Provided data
-=-=-
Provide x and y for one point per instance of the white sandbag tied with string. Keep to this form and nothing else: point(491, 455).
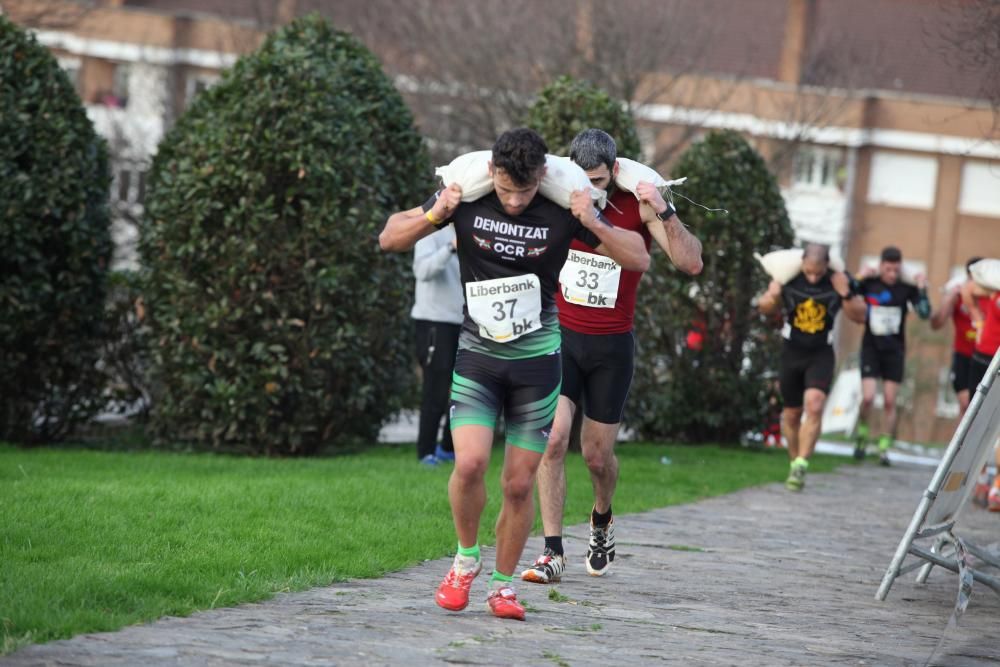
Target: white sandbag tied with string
point(986, 273)
point(631, 173)
point(783, 265)
point(471, 171)
point(563, 177)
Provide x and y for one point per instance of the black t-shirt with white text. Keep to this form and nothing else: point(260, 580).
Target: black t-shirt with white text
point(885, 325)
point(498, 255)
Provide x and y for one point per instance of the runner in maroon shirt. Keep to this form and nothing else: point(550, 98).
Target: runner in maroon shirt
point(596, 301)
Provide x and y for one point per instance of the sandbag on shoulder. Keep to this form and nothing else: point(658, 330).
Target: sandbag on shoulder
point(783, 265)
point(631, 173)
point(986, 273)
point(562, 176)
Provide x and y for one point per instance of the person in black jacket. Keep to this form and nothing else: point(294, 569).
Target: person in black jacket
point(883, 348)
point(809, 302)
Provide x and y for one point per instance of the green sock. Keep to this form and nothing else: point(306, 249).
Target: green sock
point(472, 551)
point(498, 578)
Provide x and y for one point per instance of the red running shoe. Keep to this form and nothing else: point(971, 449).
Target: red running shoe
point(503, 603)
point(453, 593)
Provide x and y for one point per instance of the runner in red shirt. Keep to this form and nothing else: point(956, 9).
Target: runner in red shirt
point(954, 309)
point(987, 324)
point(596, 307)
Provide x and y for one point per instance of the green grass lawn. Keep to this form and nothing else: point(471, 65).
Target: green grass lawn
point(93, 541)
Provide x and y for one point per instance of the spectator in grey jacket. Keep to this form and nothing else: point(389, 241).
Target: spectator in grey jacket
point(437, 314)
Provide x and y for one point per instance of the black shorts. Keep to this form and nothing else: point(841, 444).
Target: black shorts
point(527, 390)
point(887, 364)
point(978, 365)
point(598, 369)
point(960, 365)
point(803, 369)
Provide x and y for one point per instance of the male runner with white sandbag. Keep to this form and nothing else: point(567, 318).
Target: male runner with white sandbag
point(512, 243)
point(809, 302)
point(889, 294)
point(596, 311)
point(985, 275)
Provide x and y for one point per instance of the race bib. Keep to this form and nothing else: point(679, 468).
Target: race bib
point(505, 308)
point(590, 280)
point(885, 320)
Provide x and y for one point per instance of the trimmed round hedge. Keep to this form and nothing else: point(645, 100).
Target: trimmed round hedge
point(55, 246)
point(277, 325)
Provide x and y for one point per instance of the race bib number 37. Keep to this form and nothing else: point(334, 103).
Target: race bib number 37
point(505, 308)
point(590, 280)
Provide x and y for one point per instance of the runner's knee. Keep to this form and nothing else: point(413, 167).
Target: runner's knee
point(518, 487)
point(470, 468)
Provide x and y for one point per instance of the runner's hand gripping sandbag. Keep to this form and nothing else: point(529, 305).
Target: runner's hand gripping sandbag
point(631, 173)
point(562, 176)
point(986, 273)
point(471, 171)
point(783, 265)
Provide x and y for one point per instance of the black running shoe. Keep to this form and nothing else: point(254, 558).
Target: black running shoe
point(601, 552)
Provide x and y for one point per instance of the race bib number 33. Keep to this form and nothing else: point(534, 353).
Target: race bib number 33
point(590, 280)
point(885, 320)
point(505, 308)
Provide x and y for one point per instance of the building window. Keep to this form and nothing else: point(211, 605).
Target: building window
point(815, 167)
point(128, 187)
point(72, 68)
point(897, 179)
point(197, 83)
point(980, 189)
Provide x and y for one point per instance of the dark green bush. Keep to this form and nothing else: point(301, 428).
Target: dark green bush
point(55, 245)
point(567, 106)
point(277, 324)
point(721, 391)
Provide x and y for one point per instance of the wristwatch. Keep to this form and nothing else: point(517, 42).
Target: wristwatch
point(667, 213)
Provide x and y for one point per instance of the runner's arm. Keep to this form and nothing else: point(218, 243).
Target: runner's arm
point(854, 304)
point(404, 228)
point(682, 247)
point(922, 303)
point(969, 291)
point(430, 259)
point(624, 246)
point(942, 313)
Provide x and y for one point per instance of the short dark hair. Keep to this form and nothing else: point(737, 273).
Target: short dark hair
point(892, 254)
point(521, 154)
point(592, 148)
point(816, 251)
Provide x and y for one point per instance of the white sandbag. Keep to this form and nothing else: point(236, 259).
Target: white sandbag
point(562, 176)
point(954, 284)
point(783, 265)
point(631, 173)
point(472, 173)
point(986, 273)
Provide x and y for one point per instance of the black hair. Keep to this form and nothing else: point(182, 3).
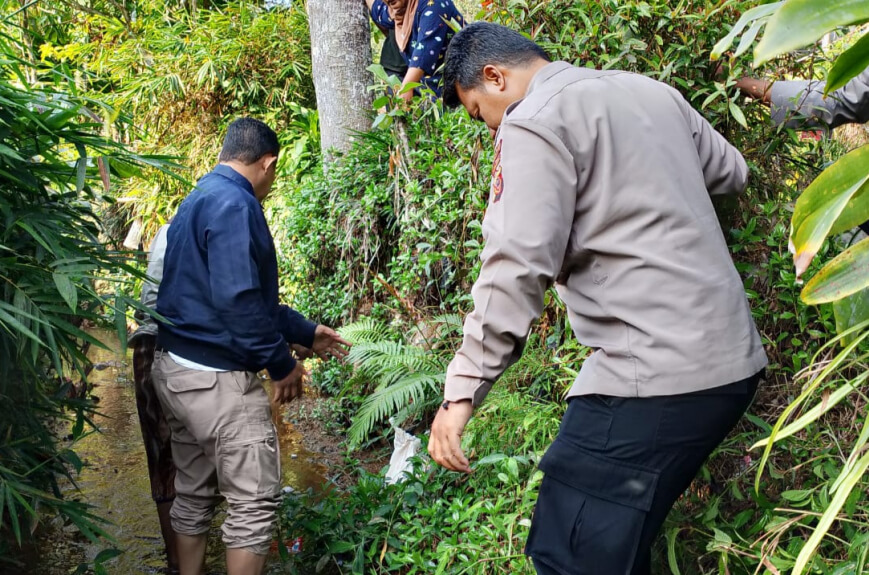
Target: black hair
point(478, 45)
point(248, 140)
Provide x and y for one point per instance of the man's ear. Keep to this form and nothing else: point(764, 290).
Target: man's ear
point(494, 76)
point(268, 161)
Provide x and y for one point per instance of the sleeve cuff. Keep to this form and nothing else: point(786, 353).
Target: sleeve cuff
point(281, 369)
point(307, 330)
point(459, 389)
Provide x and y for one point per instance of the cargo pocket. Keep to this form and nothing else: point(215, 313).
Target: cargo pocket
point(248, 461)
point(180, 379)
point(590, 512)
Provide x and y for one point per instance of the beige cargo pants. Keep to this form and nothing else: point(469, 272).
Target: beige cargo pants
point(224, 445)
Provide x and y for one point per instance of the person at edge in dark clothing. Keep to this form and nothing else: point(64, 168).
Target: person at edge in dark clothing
point(601, 186)
point(422, 34)
point(224, 323)
point(391, 57)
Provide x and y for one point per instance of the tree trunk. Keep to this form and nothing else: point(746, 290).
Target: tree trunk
point(340, 57)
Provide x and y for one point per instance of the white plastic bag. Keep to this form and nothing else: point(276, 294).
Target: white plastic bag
point(406, 446)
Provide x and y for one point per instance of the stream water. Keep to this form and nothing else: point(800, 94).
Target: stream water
point(115, 482)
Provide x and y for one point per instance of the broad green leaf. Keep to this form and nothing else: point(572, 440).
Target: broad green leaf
point(749, 17)
point(834, 202)
point(846, 274)
point(816, 412)
point(856, 451)
point(830, 515)
point(737, 114)
point(851, 310)
point(799, 23)
point(849, 64)
point(748, 38)
point(67, 289)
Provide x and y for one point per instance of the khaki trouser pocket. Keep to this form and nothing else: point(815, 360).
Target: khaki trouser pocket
point(248, 461)
point(180, 379)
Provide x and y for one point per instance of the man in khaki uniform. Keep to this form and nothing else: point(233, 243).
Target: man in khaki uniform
point(601, 185)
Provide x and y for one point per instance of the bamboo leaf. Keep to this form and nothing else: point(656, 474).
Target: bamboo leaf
point(830, 515)
point(748, 17)
point(66, 288)
point(817, 411)
point(846, 274)
point(831, 367)
point(799, 23)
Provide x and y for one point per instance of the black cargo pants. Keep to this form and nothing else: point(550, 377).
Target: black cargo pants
point(616, 468)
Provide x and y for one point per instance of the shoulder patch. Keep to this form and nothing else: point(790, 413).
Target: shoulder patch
point(497, 187)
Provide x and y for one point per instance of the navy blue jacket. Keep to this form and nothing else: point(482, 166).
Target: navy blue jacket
point(220, 283)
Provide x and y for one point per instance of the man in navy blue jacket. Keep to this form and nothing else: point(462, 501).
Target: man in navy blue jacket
point(220, 296)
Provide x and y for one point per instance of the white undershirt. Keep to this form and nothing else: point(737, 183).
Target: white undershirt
point(193, 365)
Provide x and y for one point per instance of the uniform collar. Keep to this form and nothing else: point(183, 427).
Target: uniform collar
point(542, 75)
point(230, 174)
point(545, 73)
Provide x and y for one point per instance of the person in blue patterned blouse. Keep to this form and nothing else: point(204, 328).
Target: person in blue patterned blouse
point(422, 33)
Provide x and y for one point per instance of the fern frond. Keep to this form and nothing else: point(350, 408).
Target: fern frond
point(417, 389)
point(366, 330)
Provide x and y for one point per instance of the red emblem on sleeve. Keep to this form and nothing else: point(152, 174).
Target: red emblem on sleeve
point(497, 175)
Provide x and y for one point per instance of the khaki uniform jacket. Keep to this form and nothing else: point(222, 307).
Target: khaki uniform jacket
point(801, 104)
point(601, 183)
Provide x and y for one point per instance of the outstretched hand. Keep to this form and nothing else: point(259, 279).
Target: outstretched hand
point(327, 343)
point(445, 442)
point(291, 387)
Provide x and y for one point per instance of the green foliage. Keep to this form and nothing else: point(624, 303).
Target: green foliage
point(404, 379)
point(185, 76)
point(54, 166)
point(834, 202)
point(668, 42)
point(435, 521)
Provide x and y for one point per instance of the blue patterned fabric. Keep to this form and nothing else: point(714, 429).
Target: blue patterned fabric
point(430, 37)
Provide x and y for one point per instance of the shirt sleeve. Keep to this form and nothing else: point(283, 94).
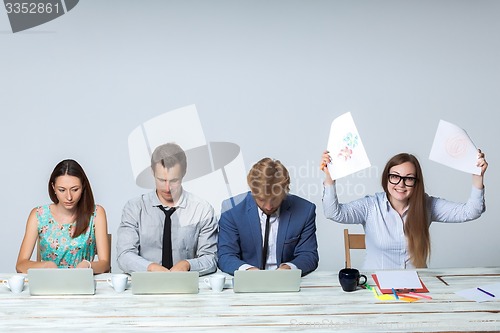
-=-=-
Exercise details
Could you reproduce exactly the lines of the entries above, from the one with "else: point(764, 290)." through the one with "else: point(572, 440).", and nothing else?

Answer below
Provide x and y for one point per instance of the man's ear. Keep to this form and nothing else: point(764, 290).
Target: man's ear
point(494, 76)
point(268, 161)
Provide x and y for one point per instance of the sleeve cuff. Keep to this form and nothing else: point(786, 353).
Target: sleeve cuff
point(281, 369)
point(307, 330)
point(459, 389)
Provide x and y for one point per instance of the cargo pocket. Keep to this form and nothing else: point(215, 313).
Target: cargo pocket
point(248, 461)
point(180, 379)
point(590, 512)
Provide x and y for one point per instance of the beige cargo pants. Keep to this form and nothing else: point(469, 272).
Target: beige cargo pants
point(224, 445)
Provide x and y for one point per instance of the person at edge in dark clothing. Keep to this form and nothing else: point(64, 168).
Target: person at edge in dark clothing
point(601, 186)
point(422, 34)
point(224, 323)
point(391, 57)
Provide x and y for one point per instance of the tree trunk. Keep to this form and nothing else: point(746, 290).
Target: tree trunk
point(340, 57)
Provide x and y for one point per instance of the white plastic bag. Keep to this form and nothing else: point(276, 294).
Target: white plastic bag
point(406, 446)
Provide x and y for one point per instance of the stream water. Keep to this form and nothing else: point(800, 94).
Target: stream water
point(115, 482)
Provide x and y for one point per instance of the broad green leaf. Keep to this form and nothing else: point(572, 440).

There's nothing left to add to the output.